• [TASK INSTRUCTIONS] Give every line of the listing below as a JSON list of strings, one string per line, and leave out any blank lines.

****************************************

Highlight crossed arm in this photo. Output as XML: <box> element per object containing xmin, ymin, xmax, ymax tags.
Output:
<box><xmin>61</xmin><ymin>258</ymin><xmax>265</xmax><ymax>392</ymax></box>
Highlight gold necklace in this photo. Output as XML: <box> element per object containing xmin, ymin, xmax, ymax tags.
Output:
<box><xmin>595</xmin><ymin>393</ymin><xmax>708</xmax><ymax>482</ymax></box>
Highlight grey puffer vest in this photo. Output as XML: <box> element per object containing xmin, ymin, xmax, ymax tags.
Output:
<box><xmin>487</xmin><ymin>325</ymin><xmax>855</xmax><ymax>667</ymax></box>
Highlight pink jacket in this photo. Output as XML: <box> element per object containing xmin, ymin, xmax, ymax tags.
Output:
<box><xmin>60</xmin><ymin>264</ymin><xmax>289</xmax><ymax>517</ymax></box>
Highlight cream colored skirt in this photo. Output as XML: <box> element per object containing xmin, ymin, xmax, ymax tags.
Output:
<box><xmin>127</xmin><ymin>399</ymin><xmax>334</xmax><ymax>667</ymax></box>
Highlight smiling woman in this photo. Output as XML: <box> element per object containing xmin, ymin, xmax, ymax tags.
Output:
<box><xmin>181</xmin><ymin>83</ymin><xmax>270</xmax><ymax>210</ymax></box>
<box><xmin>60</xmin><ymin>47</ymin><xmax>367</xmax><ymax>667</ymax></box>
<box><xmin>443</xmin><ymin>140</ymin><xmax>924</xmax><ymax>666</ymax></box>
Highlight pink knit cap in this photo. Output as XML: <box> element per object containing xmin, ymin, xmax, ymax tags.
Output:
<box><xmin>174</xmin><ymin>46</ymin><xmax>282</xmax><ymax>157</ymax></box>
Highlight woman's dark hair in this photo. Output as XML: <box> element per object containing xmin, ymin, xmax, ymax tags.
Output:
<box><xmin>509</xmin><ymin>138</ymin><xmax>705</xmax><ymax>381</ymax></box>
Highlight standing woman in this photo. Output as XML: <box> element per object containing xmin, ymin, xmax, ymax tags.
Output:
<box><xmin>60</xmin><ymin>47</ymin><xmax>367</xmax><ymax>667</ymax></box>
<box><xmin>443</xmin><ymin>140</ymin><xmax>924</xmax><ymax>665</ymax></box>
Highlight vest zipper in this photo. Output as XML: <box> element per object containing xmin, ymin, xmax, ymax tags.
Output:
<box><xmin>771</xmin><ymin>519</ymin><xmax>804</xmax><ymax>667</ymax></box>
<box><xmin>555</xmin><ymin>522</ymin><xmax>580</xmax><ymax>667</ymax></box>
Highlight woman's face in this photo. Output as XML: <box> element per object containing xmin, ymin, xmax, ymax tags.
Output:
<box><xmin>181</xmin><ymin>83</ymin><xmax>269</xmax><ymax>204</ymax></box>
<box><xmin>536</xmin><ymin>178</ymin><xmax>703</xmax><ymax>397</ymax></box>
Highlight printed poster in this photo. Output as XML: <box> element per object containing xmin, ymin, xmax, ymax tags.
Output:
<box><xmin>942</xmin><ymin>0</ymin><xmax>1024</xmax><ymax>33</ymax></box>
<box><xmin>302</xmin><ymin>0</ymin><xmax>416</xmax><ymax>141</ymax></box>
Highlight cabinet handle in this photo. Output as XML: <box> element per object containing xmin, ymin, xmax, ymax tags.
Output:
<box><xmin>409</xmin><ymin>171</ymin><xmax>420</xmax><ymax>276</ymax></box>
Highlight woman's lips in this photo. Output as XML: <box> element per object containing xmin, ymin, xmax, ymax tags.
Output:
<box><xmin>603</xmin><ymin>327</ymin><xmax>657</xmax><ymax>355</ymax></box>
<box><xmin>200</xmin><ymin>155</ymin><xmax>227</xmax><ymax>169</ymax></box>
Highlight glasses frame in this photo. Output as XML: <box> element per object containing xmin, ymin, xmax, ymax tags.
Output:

****************************************

• [EXPECTED ANSWER]
[
  "Highlight crossed arm in this photo. Output as XML: <box> element per object containing xmin, ymin, xmax, ymax tags.",
  "Output:",
  "<box><xmin>61</xmin><ymin>258</ymin><xmax>265</xmax><ymax>392</ymax></box>",
  "Highlight gold necklace in this photo. Output as XML: <box> element per object containing xmin, ymin, xmax, ymax tags.",
  "Output:",
  "<box><xmin>595</xmin><ymin>393</ymin><xmax>708</xmax><ymax>482</ymax></box>",
  "Highlight grey puffer vest in this photo. Output as XML: <box> element per object containing xmin, ymin, xmax, ymax tags.",
  "Output:",
  "<box><xmin>487</xmin><ymin>325</ymin><xmax>855</xmax><ymax>667</ymax></box>",
  "Highlight pink jacket in this photo. Output as XML: <box> element per object containing xmin, ymin, xmax, ymax tags.",
  "Output:",
  "<box><xmin>60</xmin><ymin>264</ymin><xmax>289</xmax><ymax>517</ymax></box>",
  "Highlight cream colored skirt in this photo. Output as XML: <box> element per object containing xmin, ymin, xmax, ymax tags.",
  "Output:",
  "<box><xmin>127</xmin><ymin>399</ymin><xmax>334</xmax><ymax>667</ymax></box>",
  "Highlight smiling woman in this photo. Output as XML: <box> element per object containing xmin, ymin, xmax, ymax tags.",
  "Output:",
  "<box><xmin>181</xmin><ymin>83</ymin><xmax>270</xmax><ymax>210</ymax></box>",
  "<box><xmin>60</xmin><ymin>47</ymin><xmax>367</xmax><ymax>667</ymax></box>",
  "<box><xmin>443</xmin><ymin>140</ymin><xmax>924</xmax><ymax>666</ymax></box>",
  "Highlight pink knit cap in this photo. Output as XML: <box> element per object containing xmin, ymin, xmax, ymax tags.",
  "Output:",
  "<box><xmin>174</xmin><ymin>46</ymin><xmax>282</xmax><ymax>157</ymax></box>",
  "Highlight woman's dark hair in this photo. Output as XML: <box> element per object containing xmin, ymin, xmax, ymax tags.",
  "Output:",
  "<box><xmin>509</xmin><ymin>138</ymin><xmax>705</xmax><ymax>381</ymax></box>",
  "Highlight standing woman in this photo. Output as XML: <box> element per object containing xmin, ymin, xmax, ymax tags.",
  "Output:",
  "<box><xmin>60</xmin><ymin>47</ymin><xmax>367</xmax><ymax>667</ymax></box>",
  "<box><xmin>443</xmin><ymin>140</ymin><xmax>924</xmax><ymax>665</ymax></box>",
  "Highlight vest zipper in this photo. Output as XML: <box> element per object containing xmin, ymin, xmax, ymax tags.",
  "Output:",
  "<box><xmin>771</xmin><ymin>519</ymin><xmax>804</xmax><ymax>667</ymax></box>",
  "<box><xmin>555</xmin><ymin>522</ymin><xmax>580</xmax><ymax>667</ymax></box>",
  "Highlight woman's face in this photo. Output as XML: <box> element per object containing xmin, ymin, xmax, ymax tags.",
  "Output:",
  "<box><xmin>181</xmin><ymin>83</ymin><xmax>269</xmax><ymax>204</ymax></box>",
  "<box><xmin>536</xmin><ymin>178</ymin><xmax>703</xmax><ymax>397</ymax></box>",
  "Highlight printed poster in this photo. Output as XML: <box> element per object containing xmin, ymin, xmax, ymax tags.",
  "Output:",
  "<box><xmin>942</xmin><ymin>0</ymin><xmax>1024</xmax><ymax>33</ymax></box>",
  "<box><xmin>302</xmin><ymin>0</ymin><xmax>416</xmax><ymax>141</ymax></box>",
  "Highlight cabinet handle in this photo. Output as XML: <box> element per object containing xmin, ymin, xmax, ymax tags.",
  "Output:",
  "<box><xmin>409</xmin><ymin>171</ymin><xmax>420</xmax><ymax>276</ymax></box>",
  "Highlight woman's lips in this photo. Output as XML: <box> element per object containing xmin, ymin, xmax, ymax tags.",
  "Output:",
  "<box><xmin>603</xmin><ymin>327</ymin><xmax>657</xmax><ymax>355</ymax></box>",
  "<box><xmin>200</xmin><ymin>155</ymin><xmax>227</xmax><ymax>169</ymax></box>",
  "Highlight glasses frame in this photo. Output as XML: <box> element per object containing xmin, ymin, xmax, ymax tags.",
  "Output:"
]